┌─ Extrait du texte

À propos de Collection XIX
Collection XIX est éditée par BnF-Partenariats, filiale de la Bibliothèque nationale de France.
Fruit d’une sélection réalisée au sein des prestigieux fonds de la BnF, Collection XIX a pour ambition de faire découvrir des textes classiques et moins classiques de la littérature, mais aussi des livres d’histoire, récits de voyage, portraits et mémoires ou livres pour la jeunesse…
Édités dans la meilleure qualité possible, eu égard au caractère patrimonial de ces fonds publiés au XIX e , les ebooks de Collection XIX sont proposés dans le format ePub3 pour rendre ces ouvrages accessibles au plus grand nombre, sur tous les supports de lecture.
L’eau-forte originale de PAUL HUET, qui orne cette notice, a été imprimée chez H. SALMON, à Paris.
Philippe Burty
Paul Huet
Notice biographique et critique

Les caresses ou la rigueur du foyer paternel, la rudesse ou la grâce des lieux qui virent germer et éclore les sourires et les larmes du poëte ou de l’artiste, impriment à son œuvre un cachet ineffaçable de confiance ou de révolte, d’attendrissement ou de sécheresse.
Ce que l’œuvre de Paul Huet a de mélancolique et de fier explique ce que supportèrent son enfance et sa jeunesse.

└─

§ **Travaux demandés**:
1. Répondez aux questions suivantes d'après l'extrait.
(a) Par quelle entité Collection XIX est-elle éditée ?
(b) Dans quel format les ebooks de Collection XIX sont-ils proposés ?
(c) Chez qui l'eau-forte originale de Paul Huet a-t-elle été imprimée ?
2. Indiquez si chacune des affirmations suivantes est conforme à l'extrait, en citant à l'appui les mots décisifs.
(a) Collection XIX se limite aux textes classiques de la littérature.
(b) Les ebooks de Collection XIX visent à être lisibles sur tous les supports de lecture.
(c) L'eau-forte qui orne la notice a été imprimée à Lyon.
3. Recopiez fidèlement le passage de l'extrait qui commence par « Philippe Burty » et se poursuit jusqu'à « ou de sécheresse. ».

┌─ Extraits de données

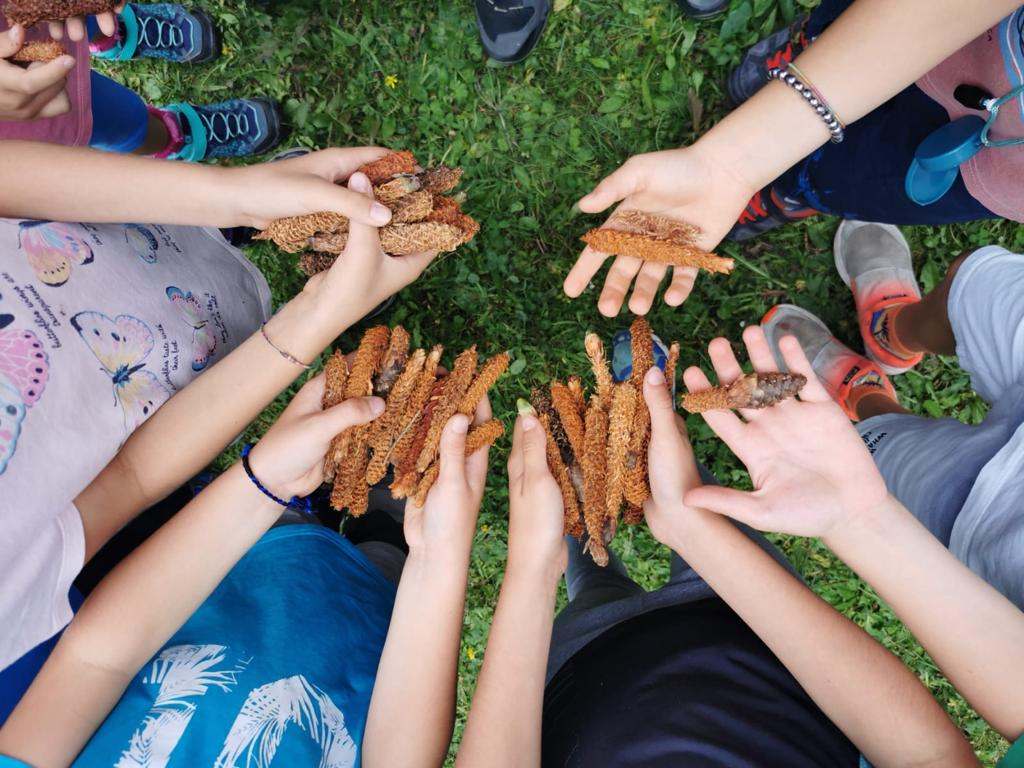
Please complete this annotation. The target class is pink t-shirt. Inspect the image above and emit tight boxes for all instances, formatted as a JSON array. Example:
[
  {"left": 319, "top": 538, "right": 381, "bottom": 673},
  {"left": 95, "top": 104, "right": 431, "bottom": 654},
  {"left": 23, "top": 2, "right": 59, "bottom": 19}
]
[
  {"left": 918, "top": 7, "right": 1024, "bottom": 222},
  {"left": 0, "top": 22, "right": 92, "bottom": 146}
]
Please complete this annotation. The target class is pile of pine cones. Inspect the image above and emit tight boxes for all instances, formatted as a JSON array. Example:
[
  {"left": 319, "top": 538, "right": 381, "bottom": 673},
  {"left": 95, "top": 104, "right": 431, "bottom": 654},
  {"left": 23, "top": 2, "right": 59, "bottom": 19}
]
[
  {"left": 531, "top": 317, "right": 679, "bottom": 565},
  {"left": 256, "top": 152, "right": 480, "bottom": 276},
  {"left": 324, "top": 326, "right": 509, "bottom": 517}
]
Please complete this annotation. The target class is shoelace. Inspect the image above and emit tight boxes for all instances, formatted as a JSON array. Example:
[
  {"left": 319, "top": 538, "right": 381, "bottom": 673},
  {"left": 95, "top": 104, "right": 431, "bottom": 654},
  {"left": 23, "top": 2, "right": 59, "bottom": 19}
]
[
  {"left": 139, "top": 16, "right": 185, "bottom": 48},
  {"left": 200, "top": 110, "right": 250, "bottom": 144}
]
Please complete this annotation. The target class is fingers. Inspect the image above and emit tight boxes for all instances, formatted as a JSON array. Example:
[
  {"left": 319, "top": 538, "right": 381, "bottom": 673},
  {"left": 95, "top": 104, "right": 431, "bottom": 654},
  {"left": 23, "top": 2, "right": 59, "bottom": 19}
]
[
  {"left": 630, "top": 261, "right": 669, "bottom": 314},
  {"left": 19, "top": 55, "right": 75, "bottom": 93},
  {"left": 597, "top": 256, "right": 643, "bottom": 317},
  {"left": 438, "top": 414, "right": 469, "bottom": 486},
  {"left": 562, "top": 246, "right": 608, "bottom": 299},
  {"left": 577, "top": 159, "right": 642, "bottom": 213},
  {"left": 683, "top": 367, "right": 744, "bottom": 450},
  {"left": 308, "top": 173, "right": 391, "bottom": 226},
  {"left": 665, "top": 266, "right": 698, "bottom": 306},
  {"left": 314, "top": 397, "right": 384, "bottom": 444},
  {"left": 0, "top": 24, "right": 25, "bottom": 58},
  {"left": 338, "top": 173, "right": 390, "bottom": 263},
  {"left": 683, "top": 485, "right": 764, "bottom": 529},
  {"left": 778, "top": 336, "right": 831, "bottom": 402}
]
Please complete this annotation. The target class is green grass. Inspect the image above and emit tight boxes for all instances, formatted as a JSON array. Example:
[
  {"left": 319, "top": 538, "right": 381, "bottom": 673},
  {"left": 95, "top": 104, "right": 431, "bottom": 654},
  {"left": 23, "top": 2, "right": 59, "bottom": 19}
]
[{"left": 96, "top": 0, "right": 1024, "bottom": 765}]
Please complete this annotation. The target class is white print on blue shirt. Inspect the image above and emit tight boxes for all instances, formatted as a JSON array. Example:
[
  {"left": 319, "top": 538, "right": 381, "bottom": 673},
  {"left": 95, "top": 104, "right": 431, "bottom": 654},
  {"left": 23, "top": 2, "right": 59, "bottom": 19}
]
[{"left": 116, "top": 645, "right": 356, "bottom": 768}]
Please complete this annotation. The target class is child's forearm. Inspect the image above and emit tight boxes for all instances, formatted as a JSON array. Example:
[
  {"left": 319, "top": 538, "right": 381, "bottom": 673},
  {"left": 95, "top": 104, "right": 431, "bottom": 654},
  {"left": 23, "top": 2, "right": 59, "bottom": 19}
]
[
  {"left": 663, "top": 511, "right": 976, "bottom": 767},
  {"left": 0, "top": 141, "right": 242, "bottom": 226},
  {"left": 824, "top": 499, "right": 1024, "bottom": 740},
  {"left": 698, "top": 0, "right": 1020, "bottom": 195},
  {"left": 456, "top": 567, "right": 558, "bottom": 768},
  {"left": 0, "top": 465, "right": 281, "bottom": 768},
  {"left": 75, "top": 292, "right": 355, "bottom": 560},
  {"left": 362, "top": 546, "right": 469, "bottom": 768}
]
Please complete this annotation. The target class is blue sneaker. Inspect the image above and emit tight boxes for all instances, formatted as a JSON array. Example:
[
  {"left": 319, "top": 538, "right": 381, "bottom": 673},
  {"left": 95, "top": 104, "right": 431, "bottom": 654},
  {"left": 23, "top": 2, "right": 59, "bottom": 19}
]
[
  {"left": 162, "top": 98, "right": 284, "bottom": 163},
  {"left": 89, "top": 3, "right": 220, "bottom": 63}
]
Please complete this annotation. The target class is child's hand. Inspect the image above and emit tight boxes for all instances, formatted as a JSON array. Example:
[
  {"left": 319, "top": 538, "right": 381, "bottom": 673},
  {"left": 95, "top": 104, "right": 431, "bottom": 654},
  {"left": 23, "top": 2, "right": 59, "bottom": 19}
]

└─

§ **Corrigés détaillés**:
1.
(a) Par BnF-Partenariats, filiale de la Bibliothèque nationale de France.
(b) Dans le format ePub3.
(c) Chez H. Salmon, à Paris.

2.
(a) Non : « des textes classiques et moins classiques de la littérature, mais aussi des livres d’histoire, récits de voyage, portraits et mémoires ou livres pour la jeunesse ».
(b) Oui : « pour rendre ces ouvrages accessibles au plus grand nombre, sur tous les supports de lecture ».
(c) Non : « a été imprimée chez H. SALMON, à Paris ».

3.
Philippe Burty
Paul Huet
Notice biographique et critique

Les caresses ou la rigueur du foyer paternel, la rudesse ou la grâce des lieux qui virent germer et éclore les sourires et les larmes du poëte ou de l’artiste, impriment à son œuvre un cachet ineffaçable de confiance ou de révolte, d’attendrissement ou de sécheresse.